::: Excerpt to read

Even a task as simple as getting dressed required enormous effort. At 11:00 a.m., valet Arthur Prettyman entered FDR’s bedroom and began the laborious task of dressing the president for his trip to the Capitol. While laying FDR flat in bed, Prettyman would remove the president’s pajamas and slip his legs into the heavy metal braces, which weighed roughly five pounds each. The braces had a hinge at the knee that could be locked into place, along with three straps: One went below FDR’s knee, another across his thigh, and a third was positioned at the top of the brace just below the hip. When pulled tight, the straps would keep his legs rigid. FDR’s black dress shoes were attached to the bottom of the braces through a hole drilled into the heel. The most difficult part of the process for Prettyman was trying to fit the lifeless feet into the shoes.10 Once the braces were strapped on and the shoes secured, Prettyman proceeded to dress the president. FDR chose formal morning clothes—black cutaway coat, striped trousers, and a gray and white tie. Roosevelt insisted on an added feature: a black armband he wore in memory of his mother. With the president still lying flat on the bed, his assistant would rock FDR to the right and then the left, gradually working his trousers over the shoes and braces and up his legs. Once the pants were on, Prettyman lifted the president to a sitting position on the bed and helped him put on his shirt, tie, and jacket. Once Roosevelt was dressed, Prettyman hoisted him into his wheelchair for the trip to the Capitol. The whole process took about forty-five minutes.11
Before leaving the White House, however, FDR made another brief visit to his physician’s office. He arrived at 11:55 a.m. and stayed for ten minutes. McIntire probably sprayed FDR’s nose to clear up any congestion and probably applied an ointment on his throat and mouth to keep his vocal cords moist.
After his brief stopover with McIntire, Roosevelt was wheeled to the north portico of the White House. As he emerged into the open air, Roosevelt would have seen ten highly polished black limousines bearing the seal of the president. Up ahead, and reaching nearly to the west gate, stood a dozen escorting police on motorcycles. Never before had a president been so well protected. There were more Secret Service agents and police gathered around him than at any other time in his presidency, including his three inaugurals. Many agents carried sawed-off shotguns. Despite the cold weather, they had decided not to wear topcoats because they feared the extra clothing would hamper their ability to draw their .38-caliber service revolvers.12
Roosevelt must have been surprised to see a new, shiny limousine waiting to transport him to the Capitol. Since government rules prevented spending more than $750 for a single automobile, the president did not have an armored car. “We could pay a million and a half dollars for a cannon if we thought that would protect the President,” Mike Reilly observed, “but the book said $750 for a car, and when the book says anything in the government that’s it.” Although the car was billed as bulletproof, in reality, only the windows were able to stop bullets.13
As Roosevelt approached the car, he said to Reilly, “What’s that thing, Mike?”

::::::

• _Required actions_:
a) Check each statement against the passage about Roosevelt's trip to the Capitol. For each, answer yes or no and quote the words of the passage that decide it: (i) Each of the leg braces weighed roughly five pounds. (ii) Dressing the president took about an hour. (iii) Because of the cold, the Secret Service agents wore topcoats.
b) Please show every line of the records that contains the string "below". Case counts.

::: Material

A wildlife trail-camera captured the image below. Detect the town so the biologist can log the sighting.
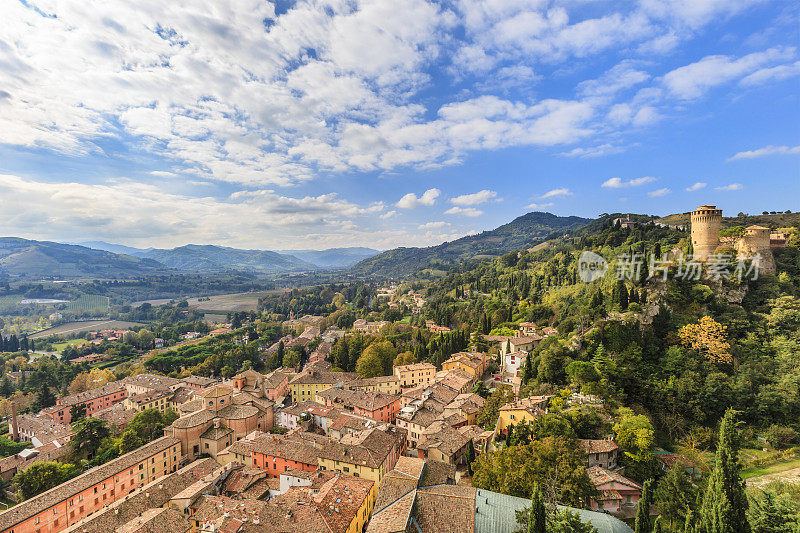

::::::
::: Material

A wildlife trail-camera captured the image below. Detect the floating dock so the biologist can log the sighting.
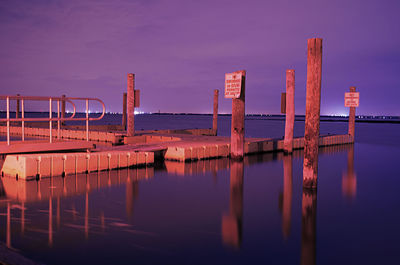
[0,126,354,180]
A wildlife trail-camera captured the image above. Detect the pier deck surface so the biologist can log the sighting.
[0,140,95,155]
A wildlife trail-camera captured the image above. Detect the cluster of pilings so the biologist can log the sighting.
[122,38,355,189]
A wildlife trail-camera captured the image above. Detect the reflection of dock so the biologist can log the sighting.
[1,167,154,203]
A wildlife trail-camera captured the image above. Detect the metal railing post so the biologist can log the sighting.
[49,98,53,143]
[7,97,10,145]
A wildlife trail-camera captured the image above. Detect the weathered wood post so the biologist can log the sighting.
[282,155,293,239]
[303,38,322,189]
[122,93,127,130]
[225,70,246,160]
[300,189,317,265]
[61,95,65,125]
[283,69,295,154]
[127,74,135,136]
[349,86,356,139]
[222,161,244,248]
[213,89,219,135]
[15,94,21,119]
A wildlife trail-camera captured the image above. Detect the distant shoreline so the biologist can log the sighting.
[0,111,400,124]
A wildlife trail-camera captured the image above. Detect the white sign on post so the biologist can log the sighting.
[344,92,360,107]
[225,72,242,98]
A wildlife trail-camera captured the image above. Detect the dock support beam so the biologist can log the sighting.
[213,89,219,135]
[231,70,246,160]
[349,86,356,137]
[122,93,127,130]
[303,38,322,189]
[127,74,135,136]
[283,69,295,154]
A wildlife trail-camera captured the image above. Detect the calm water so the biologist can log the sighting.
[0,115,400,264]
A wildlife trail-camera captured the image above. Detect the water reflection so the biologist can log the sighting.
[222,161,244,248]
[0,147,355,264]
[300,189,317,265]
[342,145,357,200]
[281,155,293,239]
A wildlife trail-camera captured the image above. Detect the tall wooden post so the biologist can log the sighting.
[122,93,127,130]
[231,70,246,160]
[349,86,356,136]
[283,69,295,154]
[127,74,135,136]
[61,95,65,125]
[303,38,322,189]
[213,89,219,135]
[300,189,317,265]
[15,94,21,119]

::::::
::: Material

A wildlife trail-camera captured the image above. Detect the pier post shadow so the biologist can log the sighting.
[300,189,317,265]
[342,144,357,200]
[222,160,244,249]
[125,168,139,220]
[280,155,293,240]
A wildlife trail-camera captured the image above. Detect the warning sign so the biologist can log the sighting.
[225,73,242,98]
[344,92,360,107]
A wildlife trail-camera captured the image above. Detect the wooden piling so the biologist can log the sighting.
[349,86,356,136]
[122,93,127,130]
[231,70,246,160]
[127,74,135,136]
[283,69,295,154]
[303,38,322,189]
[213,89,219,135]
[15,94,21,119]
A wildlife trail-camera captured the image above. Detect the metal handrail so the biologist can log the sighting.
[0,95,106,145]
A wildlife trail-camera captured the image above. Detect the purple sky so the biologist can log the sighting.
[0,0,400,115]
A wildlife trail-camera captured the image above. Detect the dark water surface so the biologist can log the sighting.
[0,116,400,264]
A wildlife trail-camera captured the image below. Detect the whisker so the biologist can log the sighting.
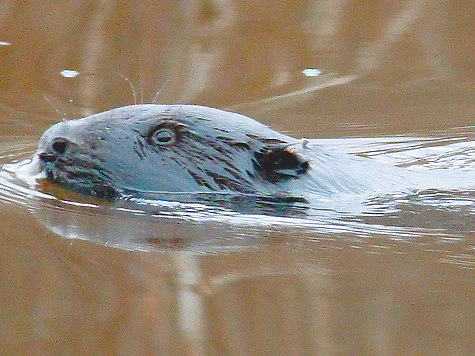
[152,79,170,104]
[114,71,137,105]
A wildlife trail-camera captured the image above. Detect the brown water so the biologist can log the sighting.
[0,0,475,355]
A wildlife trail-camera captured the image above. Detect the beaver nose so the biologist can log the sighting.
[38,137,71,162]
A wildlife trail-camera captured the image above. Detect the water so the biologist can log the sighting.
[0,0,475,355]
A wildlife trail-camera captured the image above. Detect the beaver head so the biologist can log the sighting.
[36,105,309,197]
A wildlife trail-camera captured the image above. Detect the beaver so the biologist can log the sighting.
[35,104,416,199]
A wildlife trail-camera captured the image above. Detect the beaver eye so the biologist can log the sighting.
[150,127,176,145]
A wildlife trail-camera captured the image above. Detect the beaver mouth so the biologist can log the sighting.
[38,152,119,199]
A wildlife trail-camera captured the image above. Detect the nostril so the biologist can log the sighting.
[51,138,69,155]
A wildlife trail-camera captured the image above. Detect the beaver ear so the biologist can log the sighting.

::::::

• _Solutions_:
a)
(i) Yes: "which weighed roughly five pounds each"
(ii) No: "The whole process took about forty-five minutes."
(iii) No: "Despite the cold weather, they had decided not to wear topcoats"

b)
A wildlife trail-camera captured the image below. Detect the town so the biologist can log the sighting.
A wildlife trail-camera captured the image below. Detect the floating dock so the biologist can log the sighting.
A wildlife trail-camera captured the image below. Detect the whisker so the biologist can log the sighting.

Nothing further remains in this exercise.